§ Available data
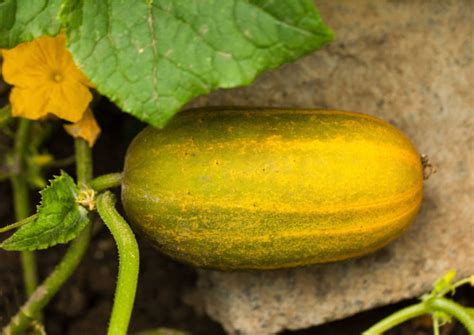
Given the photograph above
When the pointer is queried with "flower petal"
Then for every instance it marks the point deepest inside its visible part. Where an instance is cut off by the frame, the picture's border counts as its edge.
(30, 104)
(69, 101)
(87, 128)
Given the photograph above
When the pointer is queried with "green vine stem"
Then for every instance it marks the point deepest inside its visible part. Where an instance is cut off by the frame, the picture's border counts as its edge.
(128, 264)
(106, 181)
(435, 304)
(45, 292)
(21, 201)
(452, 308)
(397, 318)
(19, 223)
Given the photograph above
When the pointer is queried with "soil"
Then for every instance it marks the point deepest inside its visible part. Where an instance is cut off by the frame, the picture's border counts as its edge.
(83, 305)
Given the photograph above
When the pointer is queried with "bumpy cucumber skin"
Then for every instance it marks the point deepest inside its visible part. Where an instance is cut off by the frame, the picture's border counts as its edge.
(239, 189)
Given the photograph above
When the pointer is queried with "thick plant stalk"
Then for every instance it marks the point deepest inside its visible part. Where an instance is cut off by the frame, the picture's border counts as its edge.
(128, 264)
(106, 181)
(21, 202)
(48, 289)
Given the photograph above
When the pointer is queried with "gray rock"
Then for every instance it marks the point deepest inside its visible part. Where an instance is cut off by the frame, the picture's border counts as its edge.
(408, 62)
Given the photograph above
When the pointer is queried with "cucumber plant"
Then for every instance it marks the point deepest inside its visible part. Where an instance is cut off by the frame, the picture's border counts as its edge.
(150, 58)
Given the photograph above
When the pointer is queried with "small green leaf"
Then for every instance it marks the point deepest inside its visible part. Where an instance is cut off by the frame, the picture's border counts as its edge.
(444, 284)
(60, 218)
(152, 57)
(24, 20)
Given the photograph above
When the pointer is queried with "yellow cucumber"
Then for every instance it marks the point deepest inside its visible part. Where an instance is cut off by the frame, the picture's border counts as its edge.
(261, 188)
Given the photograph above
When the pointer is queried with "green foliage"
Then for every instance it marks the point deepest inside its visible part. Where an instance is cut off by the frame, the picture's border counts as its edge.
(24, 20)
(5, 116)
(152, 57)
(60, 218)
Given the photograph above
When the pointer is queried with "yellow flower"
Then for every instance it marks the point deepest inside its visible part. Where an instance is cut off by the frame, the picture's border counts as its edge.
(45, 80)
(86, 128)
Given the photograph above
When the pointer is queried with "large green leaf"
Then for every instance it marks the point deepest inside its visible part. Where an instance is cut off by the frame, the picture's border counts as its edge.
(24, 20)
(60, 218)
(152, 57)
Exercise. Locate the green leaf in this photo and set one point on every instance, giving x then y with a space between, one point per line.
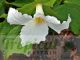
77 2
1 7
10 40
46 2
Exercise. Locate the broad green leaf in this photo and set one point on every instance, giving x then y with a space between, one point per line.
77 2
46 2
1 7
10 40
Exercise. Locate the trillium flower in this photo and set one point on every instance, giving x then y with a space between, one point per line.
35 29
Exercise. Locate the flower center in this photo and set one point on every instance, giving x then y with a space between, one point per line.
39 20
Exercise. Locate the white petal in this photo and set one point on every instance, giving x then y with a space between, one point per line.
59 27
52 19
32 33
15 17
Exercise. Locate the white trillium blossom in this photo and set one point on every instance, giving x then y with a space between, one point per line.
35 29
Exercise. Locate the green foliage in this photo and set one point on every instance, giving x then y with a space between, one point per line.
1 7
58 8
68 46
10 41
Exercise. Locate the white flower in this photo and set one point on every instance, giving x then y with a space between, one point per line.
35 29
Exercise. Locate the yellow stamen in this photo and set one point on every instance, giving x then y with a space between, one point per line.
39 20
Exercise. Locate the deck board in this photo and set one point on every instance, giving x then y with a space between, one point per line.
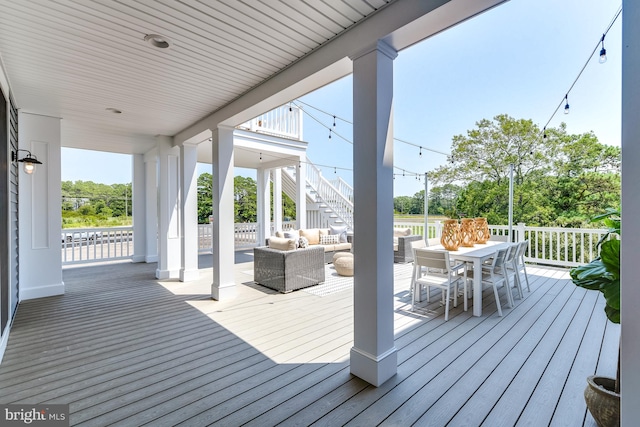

§ Requirement
Repeat the records word for word, starting at the line that contains "Exercise. Locate the green foliage" and ending at the end of the records. Leave the pictures out.

§ Reply
Exercise. Locate the green foliage in this photo and set one point on every instance, giving x then y with a space between, one point per line.
1 7
58 8
68 46
10 41
Exercise. Locate the white flower in this photo and set one point on every instance, giving x then y with a space between, one point per line.
35 29
Exercise. Locate the yellow stamen in this photo and set one point on every instance, giving x then y with a space between, one point per line.
39 20
Exercise. Locate the deck board in this photo and set one point on every instance, giving x then y with a space between, one point per line.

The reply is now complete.